Exercise task A
Using the Theano graph excerpt below, say whether each statement agrees with it. Answer yes or no for each, and quote the words of the excerpt that decide it.
(i) Node 5 contains the random data.
(ii) The first stage of the denoising autoencoder maps the input to a 352 dimensional space.
(iii) The (True,True) type shows the broadcasting pattern.

Excerpt provided
Then at the second marked bold section, we see that node 16 performs the multiplication of two subnodes 14 and 13; which both are very similar except for a constant 0 or 1.

The code for node 14 reuses the same vector as node 5, but then casts it to float32 (which is node 7). And then the magic, the thing I do not understand happens. From that casted vector, a subtensor with constant 0 is selected. What does this do ?

The questions:

  1. Does the SubTensor (node 10 or node 9) select the first element of the tensor from node 7 ?
  2. Node 7 is merely a casted version of node 5. Does that vector contain the random data generated in node 6 ?
  3. Once the subtensors of node 7 are selected they are allowed to broadcast (node 13 and 14) to finally be multiplied with each other in node 16. Is it correct to say that node 16 thus computes the multiplication of the first random element with the second random element (from a random vector that might be quiet somewhat larger) ?
  4. When I print out the types of the nodes, we see that the output of the subtensor is indeed a scalar (as expected), yet the type of InPlaceDimensionShuffle and the ElementWise{mul} is (True,True). What for type is that ?
  5. If ElementWise{Mul} is not specifying ‘inplace’, (as happens in node 6), which of the two children is then modified ? Is it the node associated with the RandomFunction (thus node5) or does the randomFunction (node 6) provide us with another copy that can be modified ?

The image graph of the above function is given below. The yellow box is the one that confuses me because, if I read that right its output is merely a broadcastable 0.

gradient_marked

After a day bashing my head against this nonsense I fugerd out the following:

Makevector in node 5 uses the shape as input parameters and concatenates them into a small vector (See http://deeplearning.net/software/theano/library/tensor/opt.html#theano.tensor.opt.MakeVector).

Thus its output is a vector with two values: the dimensions of x. The random generator then uses that as input to generate a correctly sized vector. And the yellow box in the computation merely multiplies the two dimensions with each other to calculate the element-count of the input. Answering each of the subquestions:

  1. yes the subtensor selects respectively the 0th and 1st element of the intput vector.
  2. node 7, does indeed contain the casted data from node 5. However node 5 does not contain the random data.
  3. it is wrong to say that node 16 computes the multiple of the two first random values. Right is: node 16 computes the multiplication of the dimension sizes of the input vector x.
  4. The (True,True) type merely tells us the broadcasting pattern. See section http://deeplearning.net/software/theano/library/tensor/basic.html#all-fully-typed-constructors
  5. Without inplace an elementwise multiplication destroys one of its inputs. The inputs that are destroyed are marked in red. documentation on color coding http://deeplearning.net/software/theano/library/printing.html#theano.printing.pydotprint

A small step into denoising autoencoders. Optimizers.

The following chart are some of the results of creating a denoising autoencoder.

The idea is that a neural network is trained to map a 1482 dimensional input space to a 352 dimensional space in such a way that it will recover 30% of randomly removed data. Once that first stage is trained, its output is used to train the second stage which maps the data to 84 dimensions. The last stage bring it further down to 21 dimensions. The advantage of this method is that such denoising autoencoders grab patterns in the input, which are then at a higher level combined into higher level patterns.

Exercise task B
Echo the rows below word for word, starting at the one that contains "Could you point out the dress" and going through the last row. Include both ends, and leave the pictures out of your answer.

Input data
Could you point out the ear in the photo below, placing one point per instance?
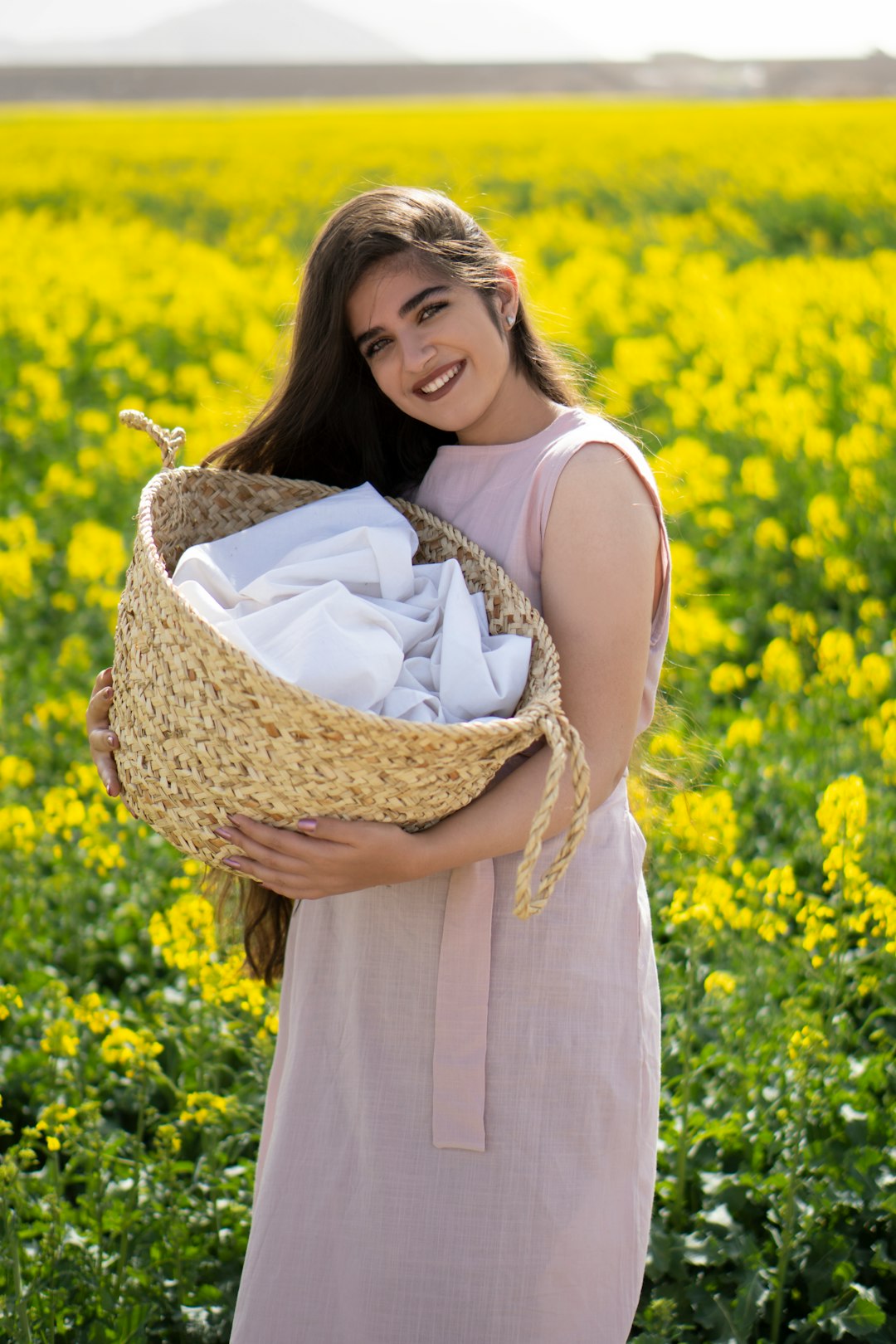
(508, 292)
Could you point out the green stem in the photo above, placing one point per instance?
(787, 1225)
(681, 1164)
(134, 1195)
(22, 1311)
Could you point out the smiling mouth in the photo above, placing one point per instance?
(441, 383)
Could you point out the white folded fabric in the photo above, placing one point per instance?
(327, 597)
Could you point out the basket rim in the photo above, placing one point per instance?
(504, 726)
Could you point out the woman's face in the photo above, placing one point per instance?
(436, 350)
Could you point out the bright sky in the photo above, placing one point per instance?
(514, 30)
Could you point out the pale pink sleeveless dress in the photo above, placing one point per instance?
(461, 1122)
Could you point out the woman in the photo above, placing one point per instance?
(460, 1131)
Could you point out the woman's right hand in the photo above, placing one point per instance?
(102, 741)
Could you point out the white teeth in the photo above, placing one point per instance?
(440, 382)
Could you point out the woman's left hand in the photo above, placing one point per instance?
(323, 858)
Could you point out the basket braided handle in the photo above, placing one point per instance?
(566, 745)
(168, 440)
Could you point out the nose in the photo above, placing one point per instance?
(416, 350)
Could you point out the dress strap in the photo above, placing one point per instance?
(462, 1010)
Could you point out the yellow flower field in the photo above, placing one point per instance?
(724, 280)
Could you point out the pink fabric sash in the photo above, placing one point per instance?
(462, 1010)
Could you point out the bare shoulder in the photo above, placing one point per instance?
(601, 489)
(602, 533)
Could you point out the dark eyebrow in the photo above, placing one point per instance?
(409, 305)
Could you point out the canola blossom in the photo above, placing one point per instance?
(723, 283)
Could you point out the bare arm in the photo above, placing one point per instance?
(601, 578)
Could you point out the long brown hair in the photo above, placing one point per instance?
(328, 421)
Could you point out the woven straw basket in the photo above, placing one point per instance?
(204, 728)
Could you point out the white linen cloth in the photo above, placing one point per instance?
(327, 597)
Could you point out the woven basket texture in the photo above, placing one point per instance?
(204, 728)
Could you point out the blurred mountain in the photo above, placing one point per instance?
(232, 32)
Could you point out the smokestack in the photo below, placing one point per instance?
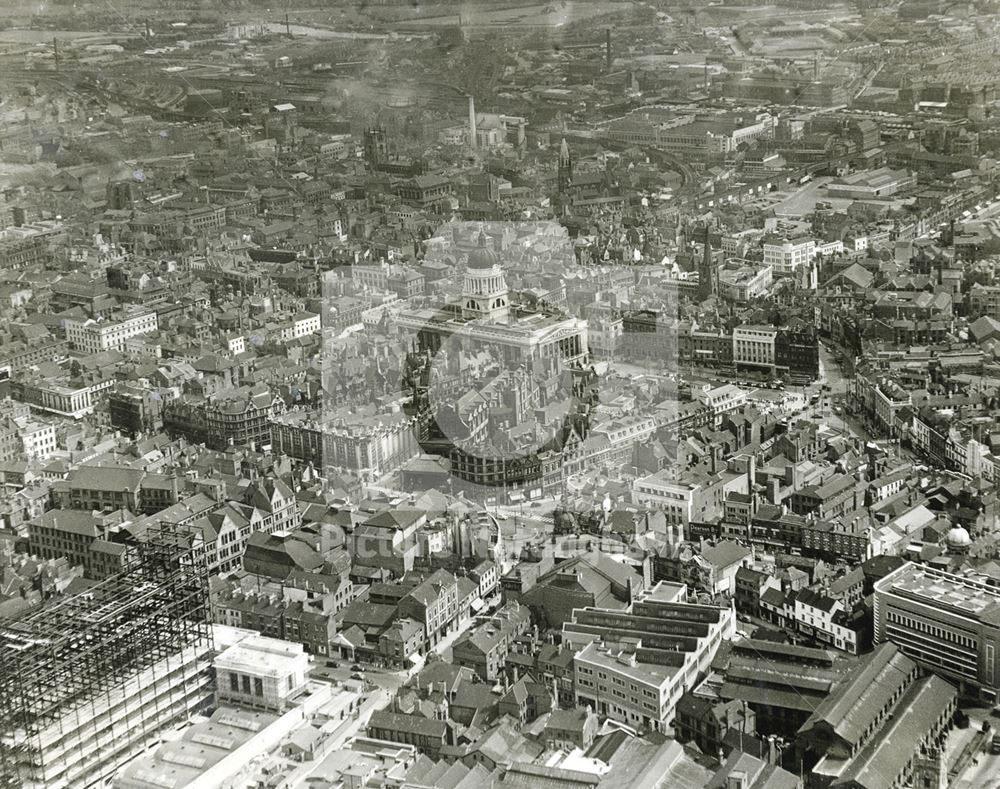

Complete response A
(i) No: "However node 5 does not contain the random data."
(ii) Yes: "map a 1482 dimensional input space to a 352 dimensional space"
(iii) Yes: "The (True,True) type merely tells us the broadcasting pattern."

Complete response B
Could you point out the dress strap in the photo above, placing one point per instance?
(462, 1010)
Could you point out the yellow flower field in the photo above, placing one point per instance?
(724, 280)
Could you point out the pink fabric sash in the photo above, placing one point per instance?
(462, 1010)
Could you point out the bare shoulder in the photo above, placing one point per instance?
(601, 489)
(602, 533)
Could you point out the dark eyebrow in the photo above, placing one point per instance?
(409, 305)
Could you point out the canola blossom in the photo above, placing one point per instance?
(723, 283)
Could you point out the bare arm in the photo above, placing one point per instance?
(601, 578)
Could you point out the long brown hair in the photo above, placing one point per instance?
(328, 421)
Could you point out the woven straw basket in the photo above, placing one point per instance?
(204, 728)
Could you point out the white linen cloth in the photo above, placing one point per instance?
(327, 597)
Could you point out the woven basket texture in the photo above, placing one point per instance?
(204, 728)
Could you point out the blurred mountain in the photo above, placing one point per instance?
(232, 32)
Could you point out the smokestack in the photo below, placing one point per instance?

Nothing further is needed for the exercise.